━━ Текст страницы ━━

Лев Роднов - Журнал «День и ночь» 2010-1 (75)
Быт у Четвериковой естественно и закономерно превращается в со-бытие, объединяющее всё живое вокруг простыми и таинственными узами. Но он не теряет при этом и своей реальности, материальности, весомости: оставаясь собой, в музыке приобретает глубину, а во многих сюжетах стихотворений — и символическую значимость, серьёзную или мягко ироничную. Это равно относится и к ключевым моментам жизни, и к вполне житейским мелочам.
…Суров и точен ежедневник,
Вот на стихи он не горазд.
И не заполнена страница,
Где записать хотелось мне:
Попасть под дождь, опять влюбиться
И не проспать звезду в окне…
Уж очень по-русски и по-женски — постоянно уметь видеть в обыденном присутствие высокого и вечного. Вот, например, стихотворение «Купаем чёрного кота…»: здесь мелочи бытового (и даже где-то вполне комического, забавного) события переливаются радугой светлых чувств, как пузырьки мыльной пены. И в итоге юмористическая картинка, где ребёнок радуется, мужчина нервничает, а чёрный кот, вопреки всем законам жанра, становится белым в мыльной пене, и, может быть, именно поэтому норовит вырваться и удрать, — всё это оказывается для женщины, лирической героини, символом полноты жизни, устойчивого в вечном движении миропорядка.
Кот вырывается из рук.

━━━

▸ Что нужно сделать
- A) Каким, согласно тексту страницы, становится чёрный кот в мыльной пене в стихотворении «Купаем чёрного кота…»?
- B) Пожалуйста, перепишите из текста страницы всё, начиная с «Лев Роднов - Журнал» и вниз до «вполне житейским мелочам.», заменив «естественно» на «органично».

━━ Исходные данные ━━

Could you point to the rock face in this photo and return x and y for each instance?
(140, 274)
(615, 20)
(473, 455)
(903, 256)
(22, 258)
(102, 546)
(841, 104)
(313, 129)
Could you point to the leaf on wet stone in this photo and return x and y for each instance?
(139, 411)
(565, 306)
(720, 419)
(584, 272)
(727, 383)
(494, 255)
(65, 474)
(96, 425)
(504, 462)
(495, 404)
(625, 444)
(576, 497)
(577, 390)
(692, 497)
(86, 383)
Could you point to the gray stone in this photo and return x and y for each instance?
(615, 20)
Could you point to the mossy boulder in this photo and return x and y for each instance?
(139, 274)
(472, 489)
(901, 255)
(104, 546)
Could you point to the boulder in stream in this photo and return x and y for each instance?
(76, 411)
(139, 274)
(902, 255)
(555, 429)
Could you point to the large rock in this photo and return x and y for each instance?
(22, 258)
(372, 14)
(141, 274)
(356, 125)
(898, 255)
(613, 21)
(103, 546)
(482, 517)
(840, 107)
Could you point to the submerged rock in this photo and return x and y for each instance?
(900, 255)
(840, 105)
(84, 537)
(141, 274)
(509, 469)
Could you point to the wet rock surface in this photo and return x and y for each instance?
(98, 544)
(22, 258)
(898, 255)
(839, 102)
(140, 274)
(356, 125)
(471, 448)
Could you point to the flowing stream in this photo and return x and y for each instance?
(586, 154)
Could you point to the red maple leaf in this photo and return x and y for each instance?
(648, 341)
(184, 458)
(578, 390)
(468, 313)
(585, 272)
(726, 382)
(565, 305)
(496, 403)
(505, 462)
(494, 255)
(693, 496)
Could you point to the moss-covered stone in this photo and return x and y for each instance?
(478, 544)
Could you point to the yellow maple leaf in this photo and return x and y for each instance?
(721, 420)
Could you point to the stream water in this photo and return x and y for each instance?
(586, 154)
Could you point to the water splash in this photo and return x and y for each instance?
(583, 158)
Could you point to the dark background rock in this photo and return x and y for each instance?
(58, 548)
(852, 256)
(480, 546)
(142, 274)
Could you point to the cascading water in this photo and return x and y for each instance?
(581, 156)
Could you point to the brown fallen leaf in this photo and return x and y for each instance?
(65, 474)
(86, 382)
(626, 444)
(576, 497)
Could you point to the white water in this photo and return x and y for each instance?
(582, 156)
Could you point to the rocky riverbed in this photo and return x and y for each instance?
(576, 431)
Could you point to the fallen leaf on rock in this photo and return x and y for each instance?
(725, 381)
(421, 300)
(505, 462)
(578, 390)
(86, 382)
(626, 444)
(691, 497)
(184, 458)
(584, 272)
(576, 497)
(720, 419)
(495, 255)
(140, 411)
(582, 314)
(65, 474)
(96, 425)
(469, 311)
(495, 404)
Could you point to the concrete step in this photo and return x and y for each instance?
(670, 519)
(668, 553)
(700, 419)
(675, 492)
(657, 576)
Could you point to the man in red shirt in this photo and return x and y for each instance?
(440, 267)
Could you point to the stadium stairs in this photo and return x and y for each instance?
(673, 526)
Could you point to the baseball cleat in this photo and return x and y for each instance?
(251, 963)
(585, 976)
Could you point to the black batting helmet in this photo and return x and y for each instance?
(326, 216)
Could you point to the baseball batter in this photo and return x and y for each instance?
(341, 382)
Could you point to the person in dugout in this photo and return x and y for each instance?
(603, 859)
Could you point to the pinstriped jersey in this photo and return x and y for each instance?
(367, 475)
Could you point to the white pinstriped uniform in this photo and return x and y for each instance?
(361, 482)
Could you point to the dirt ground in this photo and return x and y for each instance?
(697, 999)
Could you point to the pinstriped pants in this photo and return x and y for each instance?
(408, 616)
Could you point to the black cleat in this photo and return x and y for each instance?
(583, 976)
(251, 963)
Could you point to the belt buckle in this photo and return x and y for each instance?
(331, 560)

━━━

▸ Ответы по заданиям
- A) Белым.

- B)
Лев Роднов - Журнал «День и ночь» 2010-1 (75)
Быт у Четвериковой органично и закономерно превращается в со-бытие, объединяющее всё живое вокруг простыми и таинственными узами. Но он не теряет при этом и своей реальности, материальности, весомости: оставаясь собой, в музыке приобретает глубину, а во многих сюжетах стихотворений — и символическую значимость, серьёзную или мягко ироничную. Это равно относится и к ключевым моментам жизни, и к вполне житейским мелочам.